Information supplied -
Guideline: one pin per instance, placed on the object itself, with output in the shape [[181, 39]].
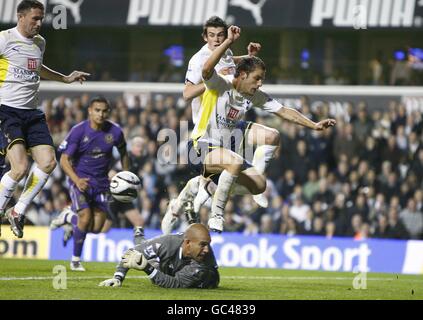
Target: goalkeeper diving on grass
[[183, 260]]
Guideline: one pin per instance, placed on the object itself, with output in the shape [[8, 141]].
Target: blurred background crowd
[[362, 179]]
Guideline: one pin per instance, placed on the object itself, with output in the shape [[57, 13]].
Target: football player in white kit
[[23, 125], [199, 189], [215, 146]]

Work required -
Please render the records above as a numbered list with blank lines dropped, and omit the pictures.

Correct answer -
1. Guideline: one pin per instance, placed on the object itself, with output in the shape [[181, 39]].
2. Target: goalkeeper diving on grass
3. [[183, 260]]
4. Guideline: one pin per instance, placed on the object itself, with output in the shape [[8, 141]].
5. Target: blurred background crowd
6. [[362, 179]]
7. Guideline: one pin per instance, placed on the object itself, with output in the shape [[57, 13]].
8. Target: football player in white kit
9. [[23, 125], [199, 189], [215, 146]]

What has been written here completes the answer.